▸ TASKS AND EXERCISES
A. Decide whether each statement agrees with the toothpaste text. For each, answer yes or no and quote the words from the text that settle it: (i) Water can weaken or cancel the benefits of some active ingredients. (ii) Some flavor molecules were unstable alongside the zinc and arginine active ingredients. (iii) Controlled clinical investigations are always required for every new toothpaste.
B. Copy the toothpaste text word for word from "Individual ingredients may" to "newly formulated toothpastes.".

If most toothpastes begin with essentially a similar compilation of the excipients described above, combining them into a dentifrice would presumably seem clear-cut. If toothpaste “recipes” were printed in cookbooks, however, the required skill level would be labeled: Highly Advanced. Dentifrice formulation is known to be a complex, sophisticated process requiring scientific expertise from a team of individuals with specialized knowledge in their respective fields to determine the exact ingredient combination and proportions and ensure a final manufactured superior product that that is: 1) safe and efficacious; 2) esthetically desirable; and 3) stable and 4) bioavailable. The specific form (paste or gel) and choices in packaging delivery modalities (e.g., pumps, tubes, dual-chamber reservoirs) also have important implications for aggregate stability and efficacy. Mastery of each step in the processing method must be perfected in dentifrice manufacturing for a superior product, e.g., rheology optimization, to ensure the toothpaste disperses from the tube easily but is not too runny.
Individual ingredients may interact with and inactivate the therapeutic ingredients, so compatibility of the components is of paramount importance to dentifrice formulators. For example, the benefits of certain actives can be reduced or nullified by water. Abrasive ingredients can potentially hinder the activity of other components (e.g., sodium hexametaphosphate). Meticulous laboratory research – followed typically by in situ and/or in vivo clinical investigations – are therefore needed to verify the final effectiveness and esthetic acceptability of newly formulated toothpastes.
Even something as seemingly straightforward as flavoring for a new toothpaste formulation can require an in-depth, multi-step process. Bankova et al. describe an example of the complexity in the development of new Colgate dentifrice variants, where the goal was to “…mask the unpleasant astringency and metallic off notes of the base …” [and create] “…an appealing taste which pleases global consumers” to drive compliance.30 Stability evaluation was done with accelerated aging of samples subsequently analyzed by gas chromatography mass spectrometry. This was followed by organoleptic assessment for taste acceptability by a flavor expert. Next, custom-made flavors were developed, but certain flavor molecules were unstable in the presence of the zinc and arginine active ingredients. Ultimately, stable flavoring agents were identified and “their consumer appeal and acceptance were validated with monadic identified product tests.”30
What other challenges must be met? For manufacturers introducing a new toothpaste, successful formulation is achieved via an inter-disciplinary, careful testing process including toxicology/safety analyses, in vitro proof of concept evaluations, and stability verification. Where American Dental Association (ADA) approval and/or a New Drug Application (NDA) will be sought, controlled clinical investigations and other regulatory procedures may be also required.

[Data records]
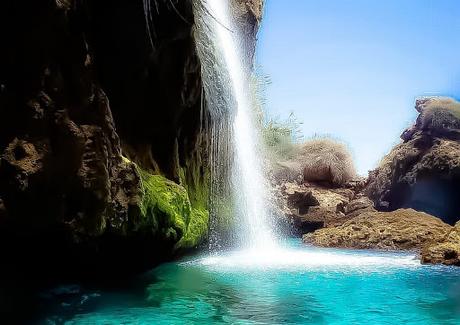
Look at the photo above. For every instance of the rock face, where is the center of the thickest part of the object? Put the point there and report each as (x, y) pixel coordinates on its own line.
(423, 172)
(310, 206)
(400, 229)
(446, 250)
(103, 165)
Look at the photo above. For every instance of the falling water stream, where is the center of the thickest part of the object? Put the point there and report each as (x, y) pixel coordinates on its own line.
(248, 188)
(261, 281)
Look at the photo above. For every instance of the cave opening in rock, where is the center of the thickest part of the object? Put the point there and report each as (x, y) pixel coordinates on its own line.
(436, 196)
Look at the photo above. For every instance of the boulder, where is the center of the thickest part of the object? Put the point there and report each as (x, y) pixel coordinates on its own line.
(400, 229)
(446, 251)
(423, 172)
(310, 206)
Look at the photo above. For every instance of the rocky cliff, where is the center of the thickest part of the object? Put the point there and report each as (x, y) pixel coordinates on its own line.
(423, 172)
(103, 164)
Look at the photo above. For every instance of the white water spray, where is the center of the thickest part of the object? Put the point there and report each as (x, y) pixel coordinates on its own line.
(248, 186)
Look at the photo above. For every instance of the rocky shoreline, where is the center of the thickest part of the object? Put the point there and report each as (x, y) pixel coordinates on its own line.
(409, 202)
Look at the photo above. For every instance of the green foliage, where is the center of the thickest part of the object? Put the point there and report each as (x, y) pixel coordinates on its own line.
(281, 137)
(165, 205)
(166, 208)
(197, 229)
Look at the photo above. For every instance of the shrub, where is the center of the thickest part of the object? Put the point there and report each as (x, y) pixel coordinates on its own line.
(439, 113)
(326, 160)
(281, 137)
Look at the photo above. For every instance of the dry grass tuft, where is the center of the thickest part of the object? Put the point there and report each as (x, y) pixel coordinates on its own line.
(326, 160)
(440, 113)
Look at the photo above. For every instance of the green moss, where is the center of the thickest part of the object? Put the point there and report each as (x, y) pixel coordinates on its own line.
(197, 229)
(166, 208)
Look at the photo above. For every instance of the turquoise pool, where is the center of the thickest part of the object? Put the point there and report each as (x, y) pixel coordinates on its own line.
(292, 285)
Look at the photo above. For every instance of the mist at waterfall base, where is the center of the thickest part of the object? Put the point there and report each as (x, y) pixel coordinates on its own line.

...

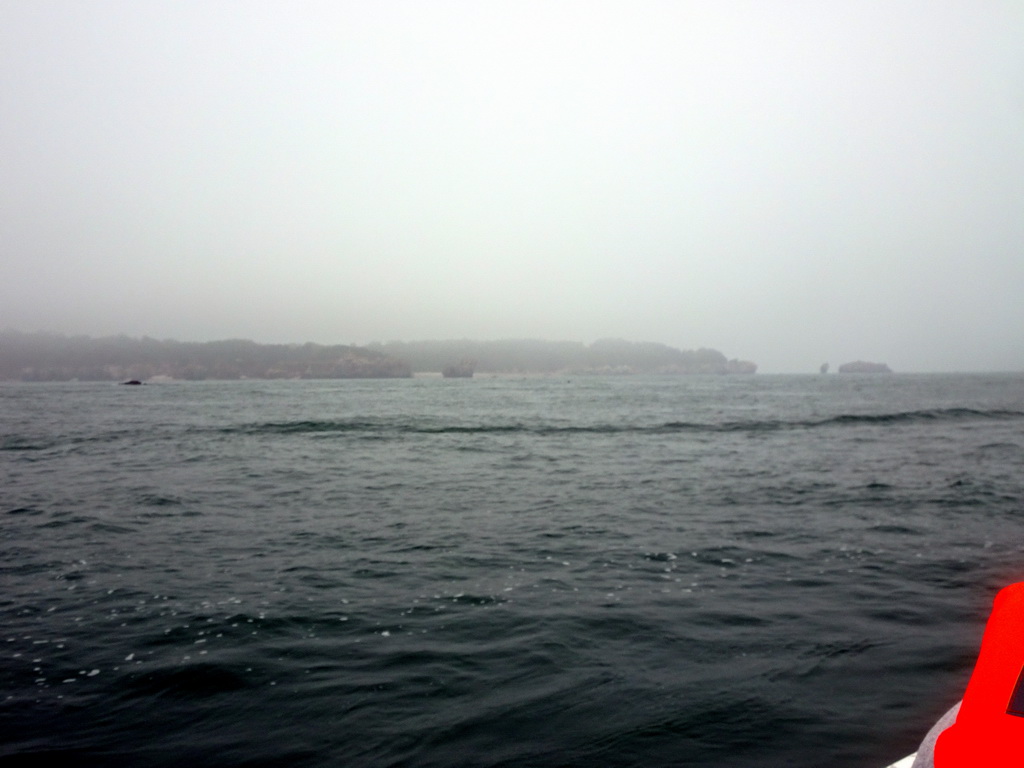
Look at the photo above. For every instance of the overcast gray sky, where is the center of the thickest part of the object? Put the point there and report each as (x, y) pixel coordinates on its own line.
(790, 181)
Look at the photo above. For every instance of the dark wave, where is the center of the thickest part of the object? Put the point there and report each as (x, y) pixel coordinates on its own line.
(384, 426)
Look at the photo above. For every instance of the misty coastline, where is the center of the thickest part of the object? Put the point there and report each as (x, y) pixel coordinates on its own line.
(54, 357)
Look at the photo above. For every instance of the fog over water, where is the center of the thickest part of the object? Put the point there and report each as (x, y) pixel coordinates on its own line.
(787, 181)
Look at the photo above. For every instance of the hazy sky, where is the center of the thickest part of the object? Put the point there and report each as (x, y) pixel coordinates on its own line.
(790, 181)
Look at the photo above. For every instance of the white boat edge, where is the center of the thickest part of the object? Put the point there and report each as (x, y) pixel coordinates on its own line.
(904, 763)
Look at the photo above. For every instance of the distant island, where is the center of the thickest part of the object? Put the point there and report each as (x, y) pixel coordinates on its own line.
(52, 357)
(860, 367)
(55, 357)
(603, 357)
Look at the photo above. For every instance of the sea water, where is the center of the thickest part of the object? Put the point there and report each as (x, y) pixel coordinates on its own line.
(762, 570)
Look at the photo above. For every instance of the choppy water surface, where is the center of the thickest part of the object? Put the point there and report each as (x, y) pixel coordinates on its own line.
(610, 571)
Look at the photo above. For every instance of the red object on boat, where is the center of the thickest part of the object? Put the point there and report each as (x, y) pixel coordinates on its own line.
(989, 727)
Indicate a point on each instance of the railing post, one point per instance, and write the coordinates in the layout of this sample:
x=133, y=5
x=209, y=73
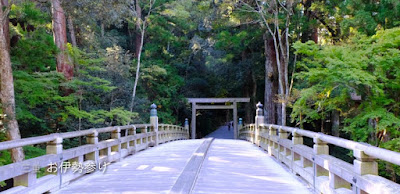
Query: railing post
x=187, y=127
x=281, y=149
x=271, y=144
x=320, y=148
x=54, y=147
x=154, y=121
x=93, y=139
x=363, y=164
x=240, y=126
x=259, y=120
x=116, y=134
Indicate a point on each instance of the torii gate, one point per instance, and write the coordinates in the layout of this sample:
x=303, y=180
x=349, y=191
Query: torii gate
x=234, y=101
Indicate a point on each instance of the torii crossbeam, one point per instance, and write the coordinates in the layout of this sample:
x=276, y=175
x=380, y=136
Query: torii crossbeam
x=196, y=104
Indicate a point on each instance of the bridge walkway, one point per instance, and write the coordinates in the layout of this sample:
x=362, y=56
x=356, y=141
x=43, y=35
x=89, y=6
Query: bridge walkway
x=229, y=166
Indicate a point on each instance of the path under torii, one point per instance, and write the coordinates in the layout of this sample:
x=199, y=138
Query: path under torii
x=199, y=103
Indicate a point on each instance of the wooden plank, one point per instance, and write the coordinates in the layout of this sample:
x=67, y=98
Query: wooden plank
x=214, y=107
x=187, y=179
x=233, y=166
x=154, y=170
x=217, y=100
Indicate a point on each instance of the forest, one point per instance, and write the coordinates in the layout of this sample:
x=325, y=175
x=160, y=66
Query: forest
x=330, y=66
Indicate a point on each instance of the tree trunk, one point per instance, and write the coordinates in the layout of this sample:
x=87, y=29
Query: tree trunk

▸ RESULTS
A.
(i) Yes: "the benefits of certain actives can be reduced or nullified by water."
(ii) Yes: "certain flavor molecules were unstable in the presence of the zinc and arginine active ingredients."
(iii) No: "Where American Dental Association (ADA) approval and/or a New Drug Application (NDA) will be sought, controlled clinical investigations and other regulatory procedures may be also required."

B.
Individual ingredients may interact with and inactivate the therapeutic ingredients, so compatibility of the components is of paramount importance to dentifrice formulators. For example, the benefits of certain actives can be reduced or nullified by water. Abrasive ingredients can potentially hinder the activity of other components (e.g., sodium hexametaphosphate). Meticulous laboratory research – followed typically by in situ and/or in vivo clinical investigations – are therefore needed to verify the final effectiveness and esthetic acceptability of newly formulated toothpastes.